The Ecology of Being
Updated: Mar 2
I am reading a book right now that discusses how the body traps, holds, and remembers the traumas which we suffer emotionally and physically. It is a deep dive into the psychology of pain suffered and pain survived, and it is as beautiful as it is perplexing—a reminder of the magic that the human mind is capable of when it needs to protect its core state of being.
The author discusses something very interesting, something I would like to explore a little bit further. Bessel Van Der Kolk, an M.D. PhD, worked with severely affected mentally ill patients such as young women with major depression and young people with schizophrenia. He emphasizes the importance of looking at not just the incidences that highlight their illnesses, or even the incidences of lucidity, but rather looking at “the ecology of their lives.” What drives them? What moves them to make decisions? What kinds of things are they interested in? What kind of relationships have they had? How have they built their world? What makes them feel comfortable?
This phrase has really stuck with me for a couple reasons, but one of the main reasons is that “ecology” implies that each moving part of these relations is pertinent to keeping a larger system alive. It emphasizes the importance of not only each person, but each and everything that makes them a person—rather than the thing that makes them sick. Ecology is a word we use when discussing a larger life force, the unity and relationships that are formed in the outside world. Scientifically, these ecological interactions are ones that organisms cannot live without…what makes humans any different? Mentally ill or not.
Van der Kolk opened up a door for me, and I believe for many others, by presenting the idea that we are, indeed, part of a system. There is an internal world, and there is an external world. They have to function in balance with one another. They need parts of each other to exist as they were meant to. The human ecosystem is the most vast, complex, and riveting one of all. There is very little likelihood we will ever come to fully know the depths of it. By the time we do, there will have been evolutionary changes and adaptations in both society and individuals—thus, our knowledge is moot. Outdated. This is one of its greatest beauties. People like me will chase this knowledge until the end of my days because I see treasure in every shift, I see gold in every drop of blood, and I yearn to hold a detailed map of human behavior.

Work item :: Reproduce word for word the passage of the post on the ecology of being from "The Ecology of Being" up to and including "state of being.". The items come from a separate source.

Information given ::
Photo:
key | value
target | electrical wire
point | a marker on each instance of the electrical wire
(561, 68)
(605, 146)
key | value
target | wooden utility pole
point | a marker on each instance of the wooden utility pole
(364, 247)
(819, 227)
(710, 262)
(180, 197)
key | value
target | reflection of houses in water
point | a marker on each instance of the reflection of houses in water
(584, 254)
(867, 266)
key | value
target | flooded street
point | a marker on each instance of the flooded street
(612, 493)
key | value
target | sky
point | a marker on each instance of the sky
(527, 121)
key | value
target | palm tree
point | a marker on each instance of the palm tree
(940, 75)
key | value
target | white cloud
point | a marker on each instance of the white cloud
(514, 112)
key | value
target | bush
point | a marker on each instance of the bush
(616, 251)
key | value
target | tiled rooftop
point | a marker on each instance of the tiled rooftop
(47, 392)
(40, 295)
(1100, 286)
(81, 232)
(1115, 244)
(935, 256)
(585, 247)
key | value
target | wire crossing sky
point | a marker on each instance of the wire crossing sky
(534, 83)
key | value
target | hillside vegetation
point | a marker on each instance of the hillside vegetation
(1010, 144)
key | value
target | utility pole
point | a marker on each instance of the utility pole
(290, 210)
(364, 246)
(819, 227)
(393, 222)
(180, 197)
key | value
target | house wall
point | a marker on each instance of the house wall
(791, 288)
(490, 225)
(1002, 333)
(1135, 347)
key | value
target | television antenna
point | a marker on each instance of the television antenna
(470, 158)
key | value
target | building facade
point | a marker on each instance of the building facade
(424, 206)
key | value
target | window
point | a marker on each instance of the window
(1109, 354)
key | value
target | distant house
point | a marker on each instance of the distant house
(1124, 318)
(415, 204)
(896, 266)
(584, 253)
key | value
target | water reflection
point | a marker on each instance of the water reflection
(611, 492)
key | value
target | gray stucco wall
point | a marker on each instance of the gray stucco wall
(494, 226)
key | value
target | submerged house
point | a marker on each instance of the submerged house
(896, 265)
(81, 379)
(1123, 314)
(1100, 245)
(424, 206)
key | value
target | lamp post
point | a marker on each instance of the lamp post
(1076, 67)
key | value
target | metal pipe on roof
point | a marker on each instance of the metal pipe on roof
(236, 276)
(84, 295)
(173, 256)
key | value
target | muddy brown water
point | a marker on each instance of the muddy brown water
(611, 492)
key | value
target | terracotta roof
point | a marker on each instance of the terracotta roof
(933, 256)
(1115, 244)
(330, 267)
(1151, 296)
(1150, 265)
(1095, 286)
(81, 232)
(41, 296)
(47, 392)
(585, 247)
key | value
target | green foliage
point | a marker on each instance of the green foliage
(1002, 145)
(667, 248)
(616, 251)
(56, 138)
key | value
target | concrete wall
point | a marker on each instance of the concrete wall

Completed exercise ::
The Ecology of Being
Updated: Mar 2
I am reading a book right now that discusses how the body traps, holds, and remembers the traumas which we suffer emotionally and physically. It is a deep dive into the psychology of pain suffered and pain survived, and it is as beautiful as it is perplexing—a reminder of the magic that the human mind is capable of when it needs to protect its core state of being.